Rows from a point labeling set

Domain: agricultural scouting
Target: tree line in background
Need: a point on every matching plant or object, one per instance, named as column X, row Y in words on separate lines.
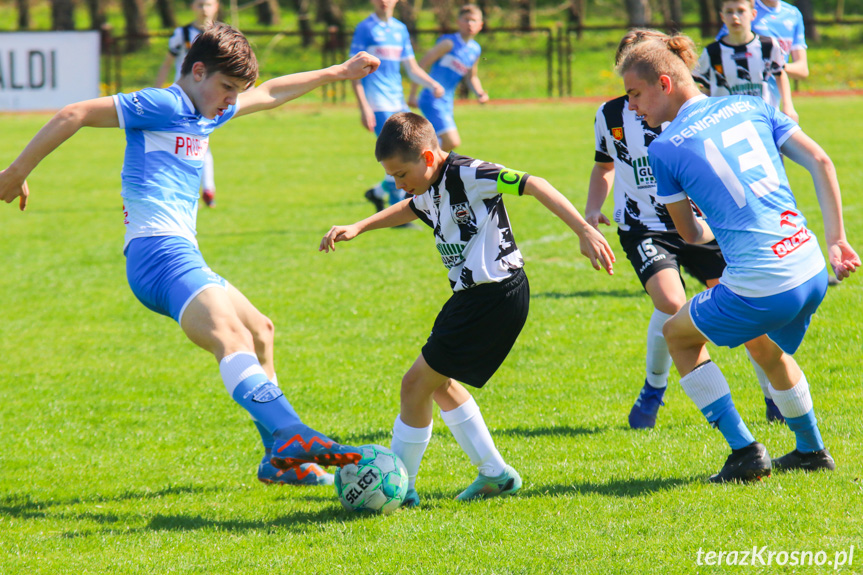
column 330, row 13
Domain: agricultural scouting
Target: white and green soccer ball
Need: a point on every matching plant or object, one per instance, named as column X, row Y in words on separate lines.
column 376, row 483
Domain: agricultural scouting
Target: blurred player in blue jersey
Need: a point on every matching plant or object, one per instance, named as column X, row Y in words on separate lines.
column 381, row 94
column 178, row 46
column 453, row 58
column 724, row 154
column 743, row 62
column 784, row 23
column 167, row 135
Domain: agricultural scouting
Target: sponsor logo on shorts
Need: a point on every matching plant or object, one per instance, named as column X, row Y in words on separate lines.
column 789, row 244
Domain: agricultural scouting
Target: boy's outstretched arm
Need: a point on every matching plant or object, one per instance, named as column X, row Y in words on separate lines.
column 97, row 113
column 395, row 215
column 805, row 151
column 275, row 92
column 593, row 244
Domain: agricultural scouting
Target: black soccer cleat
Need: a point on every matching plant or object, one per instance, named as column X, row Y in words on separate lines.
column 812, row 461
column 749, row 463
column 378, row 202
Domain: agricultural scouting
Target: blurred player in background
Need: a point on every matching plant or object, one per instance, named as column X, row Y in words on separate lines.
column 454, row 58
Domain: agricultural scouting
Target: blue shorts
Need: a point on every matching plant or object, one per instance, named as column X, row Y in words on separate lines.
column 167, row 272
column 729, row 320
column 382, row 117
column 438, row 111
---
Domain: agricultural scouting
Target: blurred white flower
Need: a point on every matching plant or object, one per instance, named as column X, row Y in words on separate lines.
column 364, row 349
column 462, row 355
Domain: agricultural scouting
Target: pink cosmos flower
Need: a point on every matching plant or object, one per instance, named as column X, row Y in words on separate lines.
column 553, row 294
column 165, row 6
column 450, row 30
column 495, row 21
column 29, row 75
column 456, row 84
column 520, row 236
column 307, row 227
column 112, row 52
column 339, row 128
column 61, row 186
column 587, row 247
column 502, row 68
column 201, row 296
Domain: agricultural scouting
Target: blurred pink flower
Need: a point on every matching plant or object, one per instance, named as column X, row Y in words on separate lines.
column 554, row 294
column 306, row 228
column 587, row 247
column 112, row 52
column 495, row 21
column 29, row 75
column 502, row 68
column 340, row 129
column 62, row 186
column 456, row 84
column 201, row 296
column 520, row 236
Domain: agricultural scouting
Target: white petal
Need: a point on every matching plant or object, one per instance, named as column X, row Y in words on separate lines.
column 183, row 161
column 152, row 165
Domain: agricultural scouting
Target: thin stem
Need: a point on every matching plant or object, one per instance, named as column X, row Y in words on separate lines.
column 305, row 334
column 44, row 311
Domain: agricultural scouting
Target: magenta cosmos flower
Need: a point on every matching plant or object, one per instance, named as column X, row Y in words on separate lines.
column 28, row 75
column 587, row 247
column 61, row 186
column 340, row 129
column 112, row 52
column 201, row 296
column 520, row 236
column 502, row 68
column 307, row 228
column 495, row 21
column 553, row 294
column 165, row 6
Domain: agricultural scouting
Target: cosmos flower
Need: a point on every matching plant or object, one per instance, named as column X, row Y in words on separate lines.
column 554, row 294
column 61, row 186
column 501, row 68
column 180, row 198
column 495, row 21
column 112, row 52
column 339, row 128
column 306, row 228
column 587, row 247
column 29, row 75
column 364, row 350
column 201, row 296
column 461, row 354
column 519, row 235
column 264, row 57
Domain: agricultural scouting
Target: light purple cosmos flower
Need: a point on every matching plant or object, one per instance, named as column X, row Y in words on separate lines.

▶ **What you are asked to do**
Find each line in the rows above that contains the word "white", and copy those lines out.

▶ **Problem solution**
Target: white and green soccer ball
Target: blurred white flower
Target: white petal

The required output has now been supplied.